» SUPPLIED TEXT:

Typically, in computed tomography (CT) imaging systems, a rotatable gantry includes an x-ray tube, detector, data acquisition system (DAS), and other components that rotate about a patient that is positioned at the approximate rotational center of the gantry. X-rays emit from the x-ray tube, are attenuated by the patient, and are received at the detector. The detector typically includes a photodiode-scintillator array of pixelated elements that convert the attenuated x-rays into photons within the scintillator, and then to electrical signals within the photodiode. The electrical signals are digitized and then received within the DAS, processed, and the processed signals are transmitted via a slipring (from the rotational side to the stationary side) to a computer or data processor for image reconstruction, where an image is formed.
The gantry typically includes a pre-patient collimator that defines or shapes the x-ray beam emitted from the x-ray tube. X-rays passing through the patient can cause x-ray scatter to occur, which can cause image artifacts. Thus, x-ray detectors typically include an anti-scatter grid (ASG) for collimating x-rays received at the detector. Imaging data may be obtained using x-rays that are generated at a single polychromatic energy. However, some systems may obtain multi-energy images that provide additional information for generating images.
Third generation multi-slices CT scanners typically include a detector assembly having scintillator/photodiodes arrays positioned in an arc, where the focal spot is the center of the corresponding circle. The material used in these detectors generally has scintillation crystal/photodiode arrays, where the scintillation crystal absorbs x-rays and converts the absorbed energy into visible light. A photodiode is used to convert the light to an electric current. The reading is typically proportional and linear to the total energy absorbed in the scintillator.

Extracted records:
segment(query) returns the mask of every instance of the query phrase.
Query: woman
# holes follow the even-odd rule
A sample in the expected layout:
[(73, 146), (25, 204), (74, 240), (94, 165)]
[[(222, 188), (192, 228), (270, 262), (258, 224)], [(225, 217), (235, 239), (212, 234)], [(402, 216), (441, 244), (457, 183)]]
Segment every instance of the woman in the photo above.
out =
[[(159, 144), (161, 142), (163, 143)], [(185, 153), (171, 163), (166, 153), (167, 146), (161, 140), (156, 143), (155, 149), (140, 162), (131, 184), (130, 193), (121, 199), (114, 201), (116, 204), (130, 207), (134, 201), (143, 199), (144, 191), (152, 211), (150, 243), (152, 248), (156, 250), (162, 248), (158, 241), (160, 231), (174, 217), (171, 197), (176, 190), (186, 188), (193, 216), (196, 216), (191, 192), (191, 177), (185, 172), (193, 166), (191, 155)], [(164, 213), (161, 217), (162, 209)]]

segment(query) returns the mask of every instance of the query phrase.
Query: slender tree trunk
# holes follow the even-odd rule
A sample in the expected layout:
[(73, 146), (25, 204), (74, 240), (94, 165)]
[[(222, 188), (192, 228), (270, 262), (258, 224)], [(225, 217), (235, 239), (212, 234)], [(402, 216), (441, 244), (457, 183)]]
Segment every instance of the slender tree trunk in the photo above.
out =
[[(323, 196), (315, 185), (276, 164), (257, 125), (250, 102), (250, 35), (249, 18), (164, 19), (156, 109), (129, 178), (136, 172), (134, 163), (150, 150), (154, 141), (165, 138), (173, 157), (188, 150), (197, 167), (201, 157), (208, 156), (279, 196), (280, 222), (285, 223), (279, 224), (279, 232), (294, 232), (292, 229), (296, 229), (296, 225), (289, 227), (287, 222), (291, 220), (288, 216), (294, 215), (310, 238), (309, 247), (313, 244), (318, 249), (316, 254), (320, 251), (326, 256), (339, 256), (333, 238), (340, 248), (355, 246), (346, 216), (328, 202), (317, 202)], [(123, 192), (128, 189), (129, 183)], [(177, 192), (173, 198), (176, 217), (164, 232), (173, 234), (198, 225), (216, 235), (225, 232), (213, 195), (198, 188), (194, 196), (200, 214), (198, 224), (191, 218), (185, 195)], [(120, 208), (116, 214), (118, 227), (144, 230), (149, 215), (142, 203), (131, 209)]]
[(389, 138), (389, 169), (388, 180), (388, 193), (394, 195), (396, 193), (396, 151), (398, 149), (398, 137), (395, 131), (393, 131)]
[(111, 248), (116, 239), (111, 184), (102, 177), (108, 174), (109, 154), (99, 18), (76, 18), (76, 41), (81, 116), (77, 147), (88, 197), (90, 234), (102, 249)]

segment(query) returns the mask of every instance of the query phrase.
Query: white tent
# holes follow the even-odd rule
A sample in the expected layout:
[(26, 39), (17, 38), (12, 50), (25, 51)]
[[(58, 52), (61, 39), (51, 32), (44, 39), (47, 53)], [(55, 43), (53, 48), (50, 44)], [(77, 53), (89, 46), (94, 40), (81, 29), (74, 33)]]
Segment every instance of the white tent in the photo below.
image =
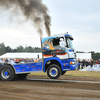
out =
[(0, 56), (0, 58), (42, 58), (42, 53), (6, 53)]
[(91, 53), (77, 53), (77, 59), (80, 59), (80, 60), (91, 60), (92, 59), (92, 56), (91, 56)]

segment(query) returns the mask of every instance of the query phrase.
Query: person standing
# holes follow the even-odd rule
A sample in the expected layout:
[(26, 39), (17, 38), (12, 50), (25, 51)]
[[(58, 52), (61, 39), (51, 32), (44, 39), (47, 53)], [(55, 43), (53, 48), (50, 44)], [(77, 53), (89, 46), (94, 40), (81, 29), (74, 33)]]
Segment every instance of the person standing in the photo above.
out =
[(89, 65), (89, 63), (88, 63), (88, 61), (86, 60), (86, 62), (85, 62), (85, 65), (86, 65), (86, 67)]
[(85, 66), (85, 60), (83, 59), (82, 60), (82, 69), (83, 69), (84, 66)]
[(98, 60), (98, 64), (100, 64), (100, 59)]
[(78, 63), (79, 63), (79, 65), (78, 65), (78, 70), (79, 70), (80, 69), (80, 63), (81, 63), (79, 58), (78, 58)]
[(90, 66), (93, 67), (93, 59), (90, 61)]

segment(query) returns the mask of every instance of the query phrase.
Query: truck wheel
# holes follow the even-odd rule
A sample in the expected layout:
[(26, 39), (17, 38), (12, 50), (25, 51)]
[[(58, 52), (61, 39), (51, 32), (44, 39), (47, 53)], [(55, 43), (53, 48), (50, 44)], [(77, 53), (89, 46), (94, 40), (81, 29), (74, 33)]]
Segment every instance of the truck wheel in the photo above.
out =
[(51, 79), (57, 79), (60, 77), (61, 75), (61, 69), (58, 65), (56, 64), (52, 64), (48, 67), (47, 69), (47, 75), (48, 77), (50, 77)]
[(62, 72), (61, 75), (64, 75), (66, 73), (66, 71)]
[(0, 68), (0, 79), (3, 81), (11, 81), (14, 79), (15, 73), (11, 66), (4, 65)]
[(28, 75), (28, 74), (18, 74), (18, 75), (17, 75), (17, 79), (18, 79), (18, 80), (25, 79), (25, 78), (27, 77), (27, 75)]

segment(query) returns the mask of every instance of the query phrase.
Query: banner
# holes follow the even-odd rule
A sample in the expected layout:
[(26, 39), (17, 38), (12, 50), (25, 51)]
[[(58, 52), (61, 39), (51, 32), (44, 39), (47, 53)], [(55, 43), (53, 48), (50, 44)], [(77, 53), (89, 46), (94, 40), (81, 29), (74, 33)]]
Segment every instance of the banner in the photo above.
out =
[(89, 65), (83, 69), (80, 69), (79, 71), (100, 71), (100, 64), (93, 65), (93, 67)]

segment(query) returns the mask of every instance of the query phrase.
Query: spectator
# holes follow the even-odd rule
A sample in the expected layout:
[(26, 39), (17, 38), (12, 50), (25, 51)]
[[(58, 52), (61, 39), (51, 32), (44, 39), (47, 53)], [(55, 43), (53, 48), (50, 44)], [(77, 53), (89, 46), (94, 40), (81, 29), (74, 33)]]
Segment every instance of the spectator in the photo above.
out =
[(79, 58), (78, 58), (78, 63), (79, 63), (79, 65), (78, 65), (78, 69), (80, 69), (80, 63), (81, 63), (81, 61), (80, 61)]
[(96, 64), (98, 64), (98, 60), (96, 60)]
[(82, 69), (83, 69), (83, 67), (85, 66), (85, 60), (83, 59), (81, 63), (82, 63), (81, 65), (82, 65)]
[(35, 62), (38, 62), (38, 60), (36, 59)]
[(86, 65), (86, 67), (89, 65), (89, 62), (86, 60), (86, 62), (85, 62), (85, 65)]
[(93, 59), (90, 61), (90, 66), (93, 67)]
[(8, 59), (6, 58), (5, 62), (8, 62)]
[(98, 60), (98, 64), (100, 64), (100, 59)]

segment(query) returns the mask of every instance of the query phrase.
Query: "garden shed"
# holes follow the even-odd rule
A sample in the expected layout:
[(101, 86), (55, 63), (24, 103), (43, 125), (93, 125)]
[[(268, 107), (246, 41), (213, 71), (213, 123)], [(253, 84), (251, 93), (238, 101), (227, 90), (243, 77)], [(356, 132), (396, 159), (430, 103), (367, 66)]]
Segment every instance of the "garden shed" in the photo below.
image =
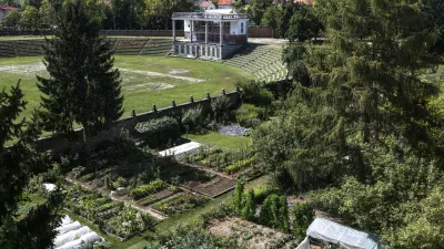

» WHAT YOU WILL DO:
1. Using the passage on CT imaging systems, answer each question in a few words.
(a) What does the pre-patient collimator do to the x-ray beam?
(b) What carries the processed signals from the rotational side to the stationary side?
(c) In third generation multi-slice CT scanners, what is the center of the circle that the detector arc belongs to?
2. Decide whether each statement agrees with the passage on CT imaging systems. Answer yes or no, and quote the words from the passage that settle it.
(a) The anti-scatter grid is part of the x-ray tube.
(b) In these detectors, the scintillation crystal turns absorbed x-ray energy into visible light.
(c) The patient lies at the approximate rotational center of the gantry.
3. Continue the passage on CT imaging systems from its last sentence.

» ANSWER SET:
1.
(a) It defines or shapes the x-ray beam emitted from the x-ray tube.
(b) A slipring.
(c) The focal spot.

2.
(a) No: "x-ray detectors typically include an anti-scatter grid (ASG)"
(b) Yes: "the scintillation crystal absorbs x-rays and converts the absorbed energy into visible light"
(c) Yes: "a patient that is positioned at the approximate rotational center of the gantry"

3.
In X-ray computed tomography (CT) imaging systems, the x-ray tube generates high speed electrons from the filament. The electrons fly toward the positive target anode, in which the energy of the electrons is converted to X-rays. In conventional CT scanners, the X-ray emits from one focal spot on the anode plate. For multi-row scanners, to increase the resolution and reduce or remove under-sampling related image artifacts the so-called “Flying focal spot” (FFS), i.e. the focal spot is periodically moved among certain given positions, can be employed. The in-plane focal spot motion can increase resolution of transverse planes while the motion in the z-direction, referred to hereinafter as zFFS, which can increase axial resolution.
In a conventional single focal spot cone beam (CB) system, the sampling interval in the z-direction is the same as detector height of each row. The practical detector height is constrained by production technology and cost, and can cause windmill artifacts of helical scans in high contrast regions. zFFS strategy can increase the sampling rate in the z-direction, thus it not only can boost the z-resolution but also reduce helical windmill artifacts. According to this disclosure a fundamental circular cone beam (CCB) scan protocol is used to present the disclosed method, but it is contemplated that the disclosure is applicable to helical scans, as well.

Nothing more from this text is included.